**Extrait cité**.
══════
Rédigé par Hanan Ben Rhouma et Myriam Attaf | Vendredi 2 Octobre 2020 à 18:00

           

C'est depuis les Mureaux, dans les Yvelines, qu'Emmanuel Macron a dévoilé, vendredi 2 octobre, son plan d’action pour lutter contre, non plus les séparatismes, mais plutôt « le séparatisme islamiste ». Au cours d'un discours dense, plusieurs annonces ont été faites pour s'attaquer à « l’islamisme radical » mais aussi aider l'islam de France à se structurer en vue de « bâtir un islam des Lumières ». Saphirnews fait le point.



« Bâtir un islam des Lumières » : ce qu'il faut retenir du discours de Macron contre « le séparatisme islamiste »
Plus de place au doute, ni à l'ambiguïté : c'est contre le séparatisme dit « islamiste » que le gouvernement s'attaque avant tout. Emmanuel Macron a dévoilé, vendredi 2 octobre, les grandes lignes de la stratégie gouvernementale de lutte contre ce que le président de la République nomme « l’islamisme radical » et qu’il présente, sur un ton très offensif, comme « le résultat d’un travail méthodique mené depuis trois ans ».

Depuis les Mureaux, « une terre de combat républicain » et « de solutions » dans lequel il s’est aujourd'hui rendu pour la quatrième fois depuis le début de son quinquennat, Emmanuel Macron a désiré ainsi « définir la réalité de nos problèmes sans tabou », en présence de plusieurs ministres parmi lesquels le ministre de l’Intérieur Gérald Darmanin, sa ministre déléguée à la Citoyenneté Marlène Schiappa, le ministre de l’Education nationale Jean-Michel Blanquer, et le Garde des Sceaux Eric Dupont-Moretti.

« Ni naïveté, ni séparatisme »

Avant, et dès les premières minutes de son discours, il entend ne laisser de place à aucune ambiguïté. « Ne nous laissons pas entraîner dans le piège de l'amalgame tendu par les polémistes et par les extrêmes, qui consisterait à stigmatiser tous les musulmans », a-t-il affirmé. Une fois cette précaution oratoire prise, Emmanuel Macron entendait bien convaincre les Français de la nécessité de lutter contre le « séparatisme islamiste ». « Force est de constater qu'il y a un islamisme radical qui conduit à nier les lois de la République, qui conduit à banaliser la violence et qui a conduit certains de nos citoyens, de nos enfants, à choisir le pire ou à considérer que le pire était devenu naturel », a-t-il indiqué.
══════
**Données fournies**.
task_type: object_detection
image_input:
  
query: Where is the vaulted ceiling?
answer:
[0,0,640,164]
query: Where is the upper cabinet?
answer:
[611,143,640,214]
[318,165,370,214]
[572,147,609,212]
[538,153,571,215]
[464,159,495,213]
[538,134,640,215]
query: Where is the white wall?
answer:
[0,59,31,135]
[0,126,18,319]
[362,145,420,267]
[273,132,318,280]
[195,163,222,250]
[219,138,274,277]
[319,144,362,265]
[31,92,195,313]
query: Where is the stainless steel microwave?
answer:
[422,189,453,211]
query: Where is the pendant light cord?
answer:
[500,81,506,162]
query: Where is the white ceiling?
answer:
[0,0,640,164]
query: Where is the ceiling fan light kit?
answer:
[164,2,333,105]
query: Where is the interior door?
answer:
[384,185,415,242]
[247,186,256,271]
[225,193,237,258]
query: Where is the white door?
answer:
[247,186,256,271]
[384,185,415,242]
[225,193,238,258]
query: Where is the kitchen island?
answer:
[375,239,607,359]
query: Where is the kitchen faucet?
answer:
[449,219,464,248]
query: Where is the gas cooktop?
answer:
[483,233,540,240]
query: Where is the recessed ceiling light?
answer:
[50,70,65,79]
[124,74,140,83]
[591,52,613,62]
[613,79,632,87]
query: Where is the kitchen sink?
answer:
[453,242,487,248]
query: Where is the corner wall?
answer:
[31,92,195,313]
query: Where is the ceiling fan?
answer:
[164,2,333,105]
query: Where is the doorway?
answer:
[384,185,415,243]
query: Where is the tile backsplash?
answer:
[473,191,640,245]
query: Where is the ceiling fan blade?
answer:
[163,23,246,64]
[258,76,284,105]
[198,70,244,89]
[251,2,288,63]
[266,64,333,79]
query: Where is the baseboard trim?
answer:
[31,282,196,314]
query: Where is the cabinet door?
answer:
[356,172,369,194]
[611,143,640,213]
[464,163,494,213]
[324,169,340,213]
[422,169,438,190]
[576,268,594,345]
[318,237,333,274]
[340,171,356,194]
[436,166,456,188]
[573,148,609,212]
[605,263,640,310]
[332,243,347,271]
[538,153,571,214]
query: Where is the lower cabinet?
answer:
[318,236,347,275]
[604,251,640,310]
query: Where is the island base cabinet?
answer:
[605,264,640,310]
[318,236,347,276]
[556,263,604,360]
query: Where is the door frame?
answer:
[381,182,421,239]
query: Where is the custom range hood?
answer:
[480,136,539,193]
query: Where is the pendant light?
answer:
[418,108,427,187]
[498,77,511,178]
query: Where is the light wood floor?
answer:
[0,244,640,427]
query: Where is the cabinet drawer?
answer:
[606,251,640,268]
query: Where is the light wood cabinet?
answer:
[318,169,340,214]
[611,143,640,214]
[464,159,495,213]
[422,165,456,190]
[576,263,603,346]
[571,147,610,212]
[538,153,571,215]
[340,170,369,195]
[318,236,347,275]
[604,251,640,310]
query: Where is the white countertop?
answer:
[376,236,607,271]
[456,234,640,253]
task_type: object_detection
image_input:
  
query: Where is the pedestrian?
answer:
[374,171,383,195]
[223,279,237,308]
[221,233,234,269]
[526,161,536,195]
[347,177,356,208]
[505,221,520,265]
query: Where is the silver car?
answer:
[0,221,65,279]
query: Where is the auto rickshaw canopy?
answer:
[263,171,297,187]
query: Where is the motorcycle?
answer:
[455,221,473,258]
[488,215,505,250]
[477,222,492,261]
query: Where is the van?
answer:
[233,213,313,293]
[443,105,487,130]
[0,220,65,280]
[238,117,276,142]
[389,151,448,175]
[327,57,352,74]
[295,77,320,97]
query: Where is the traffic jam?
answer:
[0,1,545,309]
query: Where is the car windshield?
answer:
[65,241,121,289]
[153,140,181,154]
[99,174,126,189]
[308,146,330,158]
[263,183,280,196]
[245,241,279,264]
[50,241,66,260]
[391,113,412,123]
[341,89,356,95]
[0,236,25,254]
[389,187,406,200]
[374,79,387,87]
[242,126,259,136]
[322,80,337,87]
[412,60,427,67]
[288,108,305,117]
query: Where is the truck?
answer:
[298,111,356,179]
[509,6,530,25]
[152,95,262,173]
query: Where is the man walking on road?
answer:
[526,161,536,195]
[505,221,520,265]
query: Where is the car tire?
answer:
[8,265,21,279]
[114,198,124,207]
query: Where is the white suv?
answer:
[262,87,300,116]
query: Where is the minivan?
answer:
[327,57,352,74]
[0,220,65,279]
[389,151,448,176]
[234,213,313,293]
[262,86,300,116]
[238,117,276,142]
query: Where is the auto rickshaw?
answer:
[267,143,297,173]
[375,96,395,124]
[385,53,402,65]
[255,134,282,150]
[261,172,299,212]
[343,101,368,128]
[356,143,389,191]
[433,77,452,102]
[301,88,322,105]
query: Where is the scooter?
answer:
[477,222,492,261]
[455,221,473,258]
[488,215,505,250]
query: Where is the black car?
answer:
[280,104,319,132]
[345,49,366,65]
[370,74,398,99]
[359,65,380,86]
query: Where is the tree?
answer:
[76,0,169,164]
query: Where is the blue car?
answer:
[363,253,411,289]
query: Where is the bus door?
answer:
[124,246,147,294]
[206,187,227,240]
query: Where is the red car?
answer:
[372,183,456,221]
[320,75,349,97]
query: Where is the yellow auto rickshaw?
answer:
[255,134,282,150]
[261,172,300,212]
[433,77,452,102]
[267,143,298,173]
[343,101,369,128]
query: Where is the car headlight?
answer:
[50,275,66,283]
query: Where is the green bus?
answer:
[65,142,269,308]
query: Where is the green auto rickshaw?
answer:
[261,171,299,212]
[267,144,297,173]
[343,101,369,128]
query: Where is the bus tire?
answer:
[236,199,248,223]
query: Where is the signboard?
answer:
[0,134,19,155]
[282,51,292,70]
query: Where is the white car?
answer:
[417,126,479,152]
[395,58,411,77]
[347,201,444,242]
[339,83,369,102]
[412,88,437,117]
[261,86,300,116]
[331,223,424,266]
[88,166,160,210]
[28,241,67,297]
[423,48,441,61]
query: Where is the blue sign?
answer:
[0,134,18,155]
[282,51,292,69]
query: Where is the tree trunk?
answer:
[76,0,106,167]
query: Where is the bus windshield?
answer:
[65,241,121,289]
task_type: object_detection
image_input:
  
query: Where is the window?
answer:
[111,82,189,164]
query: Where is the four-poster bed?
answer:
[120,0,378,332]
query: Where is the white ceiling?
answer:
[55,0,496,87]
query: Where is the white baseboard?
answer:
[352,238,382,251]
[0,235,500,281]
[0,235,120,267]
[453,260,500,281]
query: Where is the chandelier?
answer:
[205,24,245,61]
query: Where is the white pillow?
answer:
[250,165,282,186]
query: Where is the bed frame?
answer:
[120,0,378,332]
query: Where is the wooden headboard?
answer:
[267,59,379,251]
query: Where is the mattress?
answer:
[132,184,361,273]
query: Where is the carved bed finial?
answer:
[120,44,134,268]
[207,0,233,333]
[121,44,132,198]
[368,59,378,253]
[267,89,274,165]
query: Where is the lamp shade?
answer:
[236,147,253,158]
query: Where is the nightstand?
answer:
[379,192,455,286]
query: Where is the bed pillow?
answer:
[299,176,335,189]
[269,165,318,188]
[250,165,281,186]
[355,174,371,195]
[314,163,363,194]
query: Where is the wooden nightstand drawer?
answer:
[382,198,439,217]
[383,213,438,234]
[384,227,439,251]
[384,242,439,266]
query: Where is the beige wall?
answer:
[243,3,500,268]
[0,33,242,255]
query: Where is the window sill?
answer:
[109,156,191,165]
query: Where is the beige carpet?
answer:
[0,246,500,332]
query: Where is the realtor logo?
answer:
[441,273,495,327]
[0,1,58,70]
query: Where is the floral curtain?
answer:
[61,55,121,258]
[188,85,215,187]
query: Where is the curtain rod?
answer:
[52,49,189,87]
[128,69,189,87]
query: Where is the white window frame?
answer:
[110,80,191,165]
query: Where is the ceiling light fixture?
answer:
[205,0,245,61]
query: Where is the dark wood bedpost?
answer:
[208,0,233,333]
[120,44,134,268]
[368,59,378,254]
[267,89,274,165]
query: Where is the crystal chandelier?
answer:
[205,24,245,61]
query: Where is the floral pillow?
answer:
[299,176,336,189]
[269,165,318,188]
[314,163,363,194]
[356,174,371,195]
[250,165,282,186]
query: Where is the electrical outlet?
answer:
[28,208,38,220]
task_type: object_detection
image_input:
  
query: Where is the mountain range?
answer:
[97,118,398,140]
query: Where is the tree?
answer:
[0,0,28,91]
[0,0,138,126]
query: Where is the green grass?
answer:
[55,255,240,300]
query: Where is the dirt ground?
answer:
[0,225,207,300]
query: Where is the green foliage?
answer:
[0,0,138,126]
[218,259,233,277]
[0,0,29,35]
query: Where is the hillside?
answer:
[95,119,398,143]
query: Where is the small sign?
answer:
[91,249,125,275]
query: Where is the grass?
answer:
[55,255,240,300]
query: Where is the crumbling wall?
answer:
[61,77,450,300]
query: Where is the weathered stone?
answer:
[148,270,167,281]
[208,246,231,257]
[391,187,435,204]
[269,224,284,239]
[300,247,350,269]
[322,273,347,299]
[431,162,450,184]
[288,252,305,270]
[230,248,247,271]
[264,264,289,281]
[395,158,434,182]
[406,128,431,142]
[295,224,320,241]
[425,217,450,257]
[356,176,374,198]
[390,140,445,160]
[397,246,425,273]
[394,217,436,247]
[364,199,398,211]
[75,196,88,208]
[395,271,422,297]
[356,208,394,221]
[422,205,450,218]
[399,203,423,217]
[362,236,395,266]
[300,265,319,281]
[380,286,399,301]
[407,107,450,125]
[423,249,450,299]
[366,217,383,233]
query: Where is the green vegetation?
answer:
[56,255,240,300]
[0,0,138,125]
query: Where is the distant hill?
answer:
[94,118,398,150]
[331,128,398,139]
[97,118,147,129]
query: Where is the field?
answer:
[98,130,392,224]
══════
**Tâches à réaliser**.
(a) Reproduisez tout le passage de l'article sur le discours des Mureaux allant de « C'est depuis les » jusqu'à « fait le point. ».
(b) Rédigez la suite de l'article sur le discours des Mureaux, à partir de sa dernière phrase.
Les données ne servent pas pour ce travail.

**Résultats obtenus**.
(a)
C'est depuis les Mureaux, dans les Yvelines, qu'Emmanuel Macron a dévoilé, vendredi 2 octobre, son plan d’action pour lutter contre, non plus les séparatismes, mais plutôt « le séparatisme islamiste ». Au cours d'un discours dense, plusieurs annonces ont été faites pour s'attaquer à « l’islamisme radical » mais aussi aider l'islam de France à se structurer en vue de « bâtir un islam des Lumières ». Saphirnews fait le point.

(b)
Très vite aussi, le chef de l'Etat n'oublie pas de revenir aux sources du développement d'une logique séparatiste en pointant la responsabilité de l'Etat. « Nous avons-nous-mêmes construit notre propre séparatisme », a-t-il convenu, affirmant son désir de mettre en oeuvre une politique de la ville et de lutte contre les discriminations plus ambitieuse que par le passé pour lutter contre l'extrémisme. Ce qu'Emmanuel Macron a dit sur ce point plus en détail ici.

Lire aussi : La lutte contre « les séparatismes », un pluriel bien singulier assumé du gouvernement

« Bâtir un islam des Lumières » : ce qu'il faut retenir du discours de Macron contre « le séparatisme islamiste »

Une extension de la neutralité religieuse annoncée

« Le problème, ce n'est pas la laïcité. (…) La laïcité, c'est la neutralité de l'Etat, et en aucun cas l'effacement des religions dans la société, dans l’espace public », a déclaré le chef de l'Etat, tout en faisant preuve de fermeté sur le sujet.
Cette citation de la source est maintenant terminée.